§ WORKING DATA
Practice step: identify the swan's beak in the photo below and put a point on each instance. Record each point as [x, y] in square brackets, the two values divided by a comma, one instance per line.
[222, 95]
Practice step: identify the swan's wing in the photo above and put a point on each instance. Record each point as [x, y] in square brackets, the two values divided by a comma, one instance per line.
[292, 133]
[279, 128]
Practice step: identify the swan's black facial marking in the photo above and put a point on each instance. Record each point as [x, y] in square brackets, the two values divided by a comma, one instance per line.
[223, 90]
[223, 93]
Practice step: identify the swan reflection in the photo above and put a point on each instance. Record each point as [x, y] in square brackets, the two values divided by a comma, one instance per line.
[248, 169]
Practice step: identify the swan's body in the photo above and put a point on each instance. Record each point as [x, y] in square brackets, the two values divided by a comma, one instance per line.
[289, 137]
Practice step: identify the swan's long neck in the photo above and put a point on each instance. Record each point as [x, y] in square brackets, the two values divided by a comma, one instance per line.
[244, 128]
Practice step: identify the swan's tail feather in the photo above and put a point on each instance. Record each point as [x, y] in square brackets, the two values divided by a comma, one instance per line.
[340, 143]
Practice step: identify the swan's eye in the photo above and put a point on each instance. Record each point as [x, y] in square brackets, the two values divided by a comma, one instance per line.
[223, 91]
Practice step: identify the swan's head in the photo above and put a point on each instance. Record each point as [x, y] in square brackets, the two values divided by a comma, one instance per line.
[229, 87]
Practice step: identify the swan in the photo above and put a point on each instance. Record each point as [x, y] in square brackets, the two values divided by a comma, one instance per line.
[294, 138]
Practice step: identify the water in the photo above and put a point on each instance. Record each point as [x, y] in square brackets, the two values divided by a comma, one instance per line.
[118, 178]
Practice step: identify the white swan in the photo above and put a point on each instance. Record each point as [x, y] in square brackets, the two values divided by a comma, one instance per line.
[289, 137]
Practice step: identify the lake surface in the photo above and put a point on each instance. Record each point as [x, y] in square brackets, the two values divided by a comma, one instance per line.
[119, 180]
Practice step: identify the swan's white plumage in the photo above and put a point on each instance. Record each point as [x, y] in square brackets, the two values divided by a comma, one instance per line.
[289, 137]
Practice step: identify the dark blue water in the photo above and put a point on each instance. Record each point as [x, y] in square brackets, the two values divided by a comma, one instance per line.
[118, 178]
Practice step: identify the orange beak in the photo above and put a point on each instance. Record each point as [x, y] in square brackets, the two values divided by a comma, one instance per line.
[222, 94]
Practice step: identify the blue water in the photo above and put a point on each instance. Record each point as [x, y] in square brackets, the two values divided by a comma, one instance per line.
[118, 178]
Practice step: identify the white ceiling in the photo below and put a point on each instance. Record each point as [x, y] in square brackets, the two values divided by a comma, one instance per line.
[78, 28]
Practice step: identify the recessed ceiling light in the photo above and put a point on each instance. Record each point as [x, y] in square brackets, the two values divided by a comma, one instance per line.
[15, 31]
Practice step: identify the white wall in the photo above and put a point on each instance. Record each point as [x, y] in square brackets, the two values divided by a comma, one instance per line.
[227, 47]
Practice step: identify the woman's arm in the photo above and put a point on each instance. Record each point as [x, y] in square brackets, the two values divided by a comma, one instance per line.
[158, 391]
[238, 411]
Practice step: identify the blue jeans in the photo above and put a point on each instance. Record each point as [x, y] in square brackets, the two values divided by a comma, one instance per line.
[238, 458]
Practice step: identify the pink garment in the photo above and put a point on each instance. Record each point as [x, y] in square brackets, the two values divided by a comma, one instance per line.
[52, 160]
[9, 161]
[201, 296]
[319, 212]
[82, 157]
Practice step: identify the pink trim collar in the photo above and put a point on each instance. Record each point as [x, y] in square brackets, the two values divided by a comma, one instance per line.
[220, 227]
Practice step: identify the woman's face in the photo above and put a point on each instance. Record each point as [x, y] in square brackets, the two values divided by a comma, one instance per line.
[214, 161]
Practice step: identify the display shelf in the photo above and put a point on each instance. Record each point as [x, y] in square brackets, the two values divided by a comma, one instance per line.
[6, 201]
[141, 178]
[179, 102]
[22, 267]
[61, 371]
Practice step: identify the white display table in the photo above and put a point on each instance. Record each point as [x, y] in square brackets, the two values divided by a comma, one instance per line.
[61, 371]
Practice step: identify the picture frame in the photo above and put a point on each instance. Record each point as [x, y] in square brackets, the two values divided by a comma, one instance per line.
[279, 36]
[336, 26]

§ PROBLEM REQUIREMENTS
Give all of the records above as a two-column CSV with the header row text,answer. Include one row per record, and put each record's wording and its answer in a single quoted field apiece, with any line breaks replaced by spaces.

§ FULL OUTPUT
text,answer
"Practice step: identify the swan's beak in the photo below and put a point on each instance. Record each point as [x, y] in square brackets, the two values divided by a comma, one instance per line.","[222, 95]"
"Practice step: identify the swan's wing in the photo above and put a point on each instance. Record each point as [x, y] in square brackets, the two values divided by a comma, one instance per line.","[292, 133] [279, 128]"
"Practice step: identify the swan's black facial marking in the photo above and put a point on each instance. Record each point as [x, y] in square brackets, the two values divided by a comma, one instance per line.","[223, 90] [223, 93]"
"Practice step: identify the swan reflection in the photo above and put a point on each instance. Record each point as [x, y] in square brackets, the two values divided by a comma, one instance per line.","[248, 169]"
"Practice step: identify the swan's body in the photo above and put a point on each instance. Record each point as [x, y] in square brackets, the two values divided by a comma, one instance per line.","[289, 137]"
"Practice step: identify the swan's long neck in the photo above and put a point on each instance. Record each point as [x, y] in square brackets, the two values divided by a comma, one instance per line.","[244, 128]"
"Practice step: identify the swan's tail feather in the photo above and put a point on each instance. Record each point as [x, y] in square brackets, the two values divided by a comma, one instance per line.","[340, 143]"
"Practice step: identify the swan's eye in the photo above and put a point on each instance. Record each point as [x, y] in square brackets, the two values divided by a comma, one instance per line.","[223, 91]"
"Practice step: identify the swan's head in the photo above and put a point on each instance. Record each point as [x, y] in square brackets, the two values divided by a comma, one instance per line.","[229, 87]"
"Practice step: identify the swan in the photo above and put a point on each instance. Record each point as [x, y] in square brackets, the two values divided by a comma, one instance per line.","[294, 138]"
"Practice step: identify the water in the photo above and put a point on each instance. Record each point as [x, y] in square brackets, the two values divided by a comma, one instance per line.","[118, 178]"
"Practice step: identify the white swan in the photo above and put a point on each instance. Record each point as [x, y] in square brackets, the two values divided by a comma, one instance per line.","[289, 137]"
"Practice step: identify the lake surface in the photo above and put a point on each instance. Record each point as [x, y] in square brackets, the two values divided by a comma, one instance per line.","[119, 180]"
"Practice step: identify the swan's white plumage in the photo above and put a point on each instance. Record each point as [x, y] in square brackets, the two values divided by a comma, one instance per line.","[289, 137]"
"Practice step: identify the dark blue water in the photo above and put a point on each instance. Record each point as [x, y] in square brackets, the two values divided by a comma, one instance per line.","[118, 178]"
"Practice step: identify the orange beak in the photo above and put a point on each instance. Record each point as [x, y] in square brackets, the two values divided by a comma, one instance per line.","[222, 94]"
"Practice step: identify the blue water in the photo above and put a point on each instance. Record each point as [x, y] in square brackets, the two values divided by a comma, one instance per line.","[118, 178]"
"Practice step: identify the white ceiling in the photo below and put a point on each instance. Record each point as [x, y] in square brackets, the two values divided by a comma, one instance per line.","[78, 28]"
"Practice step: identify the recessed ceiling light in the photo above and put a point on each instance. Record each point as [x, y] in square brackets, the two values divided by a comma, one instance per line.","[15, 31]"
"Practice step: identify the white wall in the photo above and put a point on each instance. Record each point as [x, y] in square brackets, the two values divided by a comma, one instance per line.","[227, 47]"
"Practice step: identify the woman's arm in the photo above and put a point on each instance. Record each point as [x, y] in square brackets, the two values divided by a comma, one instance per line.","[158, 391] [238, 411]"
"Practice step: identify the blue jeans in the photo above and put a point on each instance. Record each point as [x, y] in square brackets, the two values divided by a comma, one instance per line.","[238, 458]"
"Practice step: identify the pink garment in the photo above and put a point on each instance. Record each point as [x, y] in square brackets, the two values divided by a comma, one instance per line.","[52, 160] [9, 161] [201, 296] [319, 212] [82, 157]"
"Practice step: identify the pink trim collar in the photo above and put a point on each instance. Record each point as [x, y] in square brackets, the two values divided by a comma, one instance per line.","[220, 227]"
"Practice step: identify the woman's face in the photo above and put a point on each instance. Record each point as [x, y] in square brackets, the two values divided by a comma, one instance per line.","[214, 161]"
"Practice step: identify the display shelf in the photo above and put a point on each instance. Record each point as [x, y] in square brackets, the two values divided by a comma, one instance per line.","[6, 201] [141, 178] [179, 102] [22, 267] [61, 371]"
"Practice step: identify the white display table in the photo above and put a point on each instance. Record each point as [x, y] in square brackets, the two values divided by a comma, one instance per line.","[61, 371]"
"Practice step: identify the picture frame in the photo above and put a point on each instance. Record each point as [x, y] in square brackets, the two values divided by a comma, one instance per line.","[279, 36] [336, 26]"